> _Tarea escrita_
Continúa el fragmento sobre el antiguo Languedoc que aparece más abajo, partiendo de su última oración.

Lo que en otros tiempos se llamaba tan sólo Languedoc —por el idioma del país, la Langue d’Oc—se extendía desde la Provenza hasta la región comprendida entre Toulouse y los Pirineos orientales. Hasta el siglo XIII en realidad ni siquiera formaba parte de Francia, sino que era feudo de los condes de Tolosa, teóricos vasallos de los reyes de Francia, pero en la práctica más ricos y poderosos que éstos.


Durante los siglos XI y XII estas tierras eran la envidia de Europa por su civilización y su cultura. En arte, literatura y ciencias iban por delante de todo el mundo... pero en el siglo XIII esta brillante y fastuosa cultura quedó destrozada por una invasión de los bárbaros del norte, de lo cual quedó un resentimiento que todavía escuece. Para muchos de los habitantes actuales su país sigue llamándose Occitania, y tendremos más ocasiones de ver que ésa es una región con muy larga memoria.


El antiguo Languedoc siempre fue un reducto de ideas heréticas y heterodoxas, probablemente porque una cultura que favorece la búsqueda del conocimiento ha de ser tolerante con las ideas nuevas y radicales.
 

Elemento central de ese medio ambiente fueron los trovadores, músicos peregrinos cuyas canciones de amor eran, esencialmente, himnos al Principio Femenino. Toda la tradición del amor cortés se centraba en la idealización de la feminidad y en la mujer ideal, la Diosa. Hoy tenemos de ellos la idea que transmitió el romanticismo, pero también hubo erotismo de verdad en sus canciones. Sin embargo la influencia del movimiento se extendió mucho más allá del Languedoc, y tuvo especial arraigo en Alemania y Holanda, donde los llamaron Minnesinger, que significa literalmente cantores de la mujer, aunque en este caso referido a una mujer idealizada o arquetípica.

> _Datos proporcionados_
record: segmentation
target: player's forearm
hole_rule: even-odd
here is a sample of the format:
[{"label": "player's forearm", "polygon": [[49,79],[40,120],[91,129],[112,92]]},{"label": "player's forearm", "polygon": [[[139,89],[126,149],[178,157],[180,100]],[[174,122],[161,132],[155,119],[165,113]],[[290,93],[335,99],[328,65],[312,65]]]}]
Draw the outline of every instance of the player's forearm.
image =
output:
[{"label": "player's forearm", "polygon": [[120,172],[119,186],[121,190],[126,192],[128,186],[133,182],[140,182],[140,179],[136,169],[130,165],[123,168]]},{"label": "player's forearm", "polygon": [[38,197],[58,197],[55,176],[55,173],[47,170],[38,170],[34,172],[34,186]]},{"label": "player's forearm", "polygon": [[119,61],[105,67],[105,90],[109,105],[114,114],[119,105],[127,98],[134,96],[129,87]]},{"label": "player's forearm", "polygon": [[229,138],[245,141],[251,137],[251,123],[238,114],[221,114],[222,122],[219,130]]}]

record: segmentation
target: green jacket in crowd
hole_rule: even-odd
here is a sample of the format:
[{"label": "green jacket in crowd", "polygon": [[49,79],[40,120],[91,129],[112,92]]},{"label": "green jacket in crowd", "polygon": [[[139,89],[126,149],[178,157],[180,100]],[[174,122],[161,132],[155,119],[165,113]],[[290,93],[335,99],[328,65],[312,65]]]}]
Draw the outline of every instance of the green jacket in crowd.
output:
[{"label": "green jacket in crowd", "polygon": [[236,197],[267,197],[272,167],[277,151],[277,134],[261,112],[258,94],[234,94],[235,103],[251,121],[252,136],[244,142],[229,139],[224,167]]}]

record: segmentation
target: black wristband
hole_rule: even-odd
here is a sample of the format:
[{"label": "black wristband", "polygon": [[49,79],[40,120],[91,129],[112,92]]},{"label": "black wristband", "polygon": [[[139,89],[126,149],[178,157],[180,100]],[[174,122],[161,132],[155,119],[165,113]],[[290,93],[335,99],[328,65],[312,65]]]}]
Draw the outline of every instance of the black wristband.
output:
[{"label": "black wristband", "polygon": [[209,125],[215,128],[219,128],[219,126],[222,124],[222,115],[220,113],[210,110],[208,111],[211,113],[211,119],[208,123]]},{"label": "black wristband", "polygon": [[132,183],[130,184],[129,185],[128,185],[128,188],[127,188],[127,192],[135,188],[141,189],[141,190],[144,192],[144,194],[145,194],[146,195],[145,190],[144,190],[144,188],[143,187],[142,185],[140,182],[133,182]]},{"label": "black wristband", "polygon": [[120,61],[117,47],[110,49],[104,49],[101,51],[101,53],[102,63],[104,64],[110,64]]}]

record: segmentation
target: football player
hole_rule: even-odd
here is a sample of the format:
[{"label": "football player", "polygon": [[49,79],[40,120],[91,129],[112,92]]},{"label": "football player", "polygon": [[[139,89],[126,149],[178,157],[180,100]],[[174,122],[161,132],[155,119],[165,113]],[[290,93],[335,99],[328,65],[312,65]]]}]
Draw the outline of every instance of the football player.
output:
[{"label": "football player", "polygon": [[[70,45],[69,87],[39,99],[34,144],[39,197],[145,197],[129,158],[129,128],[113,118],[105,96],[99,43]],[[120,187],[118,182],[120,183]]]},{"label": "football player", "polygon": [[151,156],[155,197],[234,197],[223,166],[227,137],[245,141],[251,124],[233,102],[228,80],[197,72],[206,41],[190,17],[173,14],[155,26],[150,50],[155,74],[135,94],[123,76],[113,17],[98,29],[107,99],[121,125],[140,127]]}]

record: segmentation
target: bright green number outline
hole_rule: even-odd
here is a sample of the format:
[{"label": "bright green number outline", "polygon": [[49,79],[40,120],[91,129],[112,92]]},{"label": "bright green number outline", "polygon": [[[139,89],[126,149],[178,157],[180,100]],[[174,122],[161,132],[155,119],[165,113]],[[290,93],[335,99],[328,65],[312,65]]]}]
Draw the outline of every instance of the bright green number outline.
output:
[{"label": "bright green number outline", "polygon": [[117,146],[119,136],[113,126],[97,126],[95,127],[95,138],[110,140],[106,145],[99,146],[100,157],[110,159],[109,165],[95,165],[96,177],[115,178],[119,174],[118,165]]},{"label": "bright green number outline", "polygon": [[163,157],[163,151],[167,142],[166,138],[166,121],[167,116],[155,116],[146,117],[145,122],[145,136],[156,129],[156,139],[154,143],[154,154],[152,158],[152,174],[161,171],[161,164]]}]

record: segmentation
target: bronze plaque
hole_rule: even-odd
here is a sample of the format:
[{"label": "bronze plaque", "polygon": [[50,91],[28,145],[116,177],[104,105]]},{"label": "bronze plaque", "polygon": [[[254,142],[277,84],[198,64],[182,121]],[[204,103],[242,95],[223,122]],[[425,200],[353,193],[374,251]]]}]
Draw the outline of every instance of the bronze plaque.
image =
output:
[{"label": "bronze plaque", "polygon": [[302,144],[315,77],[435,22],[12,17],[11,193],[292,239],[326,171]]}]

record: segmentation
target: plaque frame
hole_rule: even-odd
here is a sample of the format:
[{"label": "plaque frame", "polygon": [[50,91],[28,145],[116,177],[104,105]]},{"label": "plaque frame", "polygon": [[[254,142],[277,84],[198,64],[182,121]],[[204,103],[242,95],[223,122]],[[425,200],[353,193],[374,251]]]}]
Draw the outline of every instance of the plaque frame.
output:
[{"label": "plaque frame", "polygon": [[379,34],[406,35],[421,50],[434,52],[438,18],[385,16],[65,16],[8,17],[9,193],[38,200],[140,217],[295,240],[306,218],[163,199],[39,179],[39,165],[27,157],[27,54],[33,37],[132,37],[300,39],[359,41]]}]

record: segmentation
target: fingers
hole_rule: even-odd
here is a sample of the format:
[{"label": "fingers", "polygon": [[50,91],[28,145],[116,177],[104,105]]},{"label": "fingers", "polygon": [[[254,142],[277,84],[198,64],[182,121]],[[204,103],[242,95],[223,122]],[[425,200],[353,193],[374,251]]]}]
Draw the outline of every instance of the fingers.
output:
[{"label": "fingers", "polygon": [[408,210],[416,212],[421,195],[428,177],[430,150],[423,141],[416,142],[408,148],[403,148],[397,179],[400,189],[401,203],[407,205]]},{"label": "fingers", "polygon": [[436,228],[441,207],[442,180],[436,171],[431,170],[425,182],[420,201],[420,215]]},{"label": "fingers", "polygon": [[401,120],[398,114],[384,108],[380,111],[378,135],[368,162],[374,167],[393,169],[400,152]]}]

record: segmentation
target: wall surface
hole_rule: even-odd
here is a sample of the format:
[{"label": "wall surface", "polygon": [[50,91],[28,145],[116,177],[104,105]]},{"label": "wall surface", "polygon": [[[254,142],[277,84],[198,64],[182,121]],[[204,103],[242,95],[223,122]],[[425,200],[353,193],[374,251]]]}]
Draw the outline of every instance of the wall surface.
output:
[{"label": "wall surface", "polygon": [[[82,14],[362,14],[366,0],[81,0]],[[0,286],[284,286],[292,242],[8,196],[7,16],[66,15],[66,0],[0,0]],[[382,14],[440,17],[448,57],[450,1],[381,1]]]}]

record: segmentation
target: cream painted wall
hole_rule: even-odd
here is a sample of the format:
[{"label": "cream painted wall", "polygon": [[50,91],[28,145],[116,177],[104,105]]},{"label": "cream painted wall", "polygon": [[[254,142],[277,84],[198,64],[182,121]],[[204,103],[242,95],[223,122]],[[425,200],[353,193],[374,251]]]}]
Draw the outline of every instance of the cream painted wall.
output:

> _Respuesta a continuación_
Pues bien, ese Languedoc fue el primer escenario europeo de un genocidio cuando hubo una matanza de más de 100.000 seguidores de la herejía cátara, por mandamiento del papa, durante la cruzada albigense (que recibió su nombre de la ciudad de Albi, uno de los focos de la insurrección). Precisamente la Inquisición se creó para interrogar y exterminar a los cátaros. Aunque esta carnicería no ocupa en el imaginario moderno un lugar comparable al de otros holocaustos más recientes, lo cual sin duda se debe, sencillamente, a que la cruzada albigense tuvo lugar en el siglo XIII, todavía agita las pasiones de los occitanos. Algunos incluso aseguran la existencia de una secular conspiración oficial para echar tierra al asunto e impedir que el caso de los cátaros fuese más universalmente conocido.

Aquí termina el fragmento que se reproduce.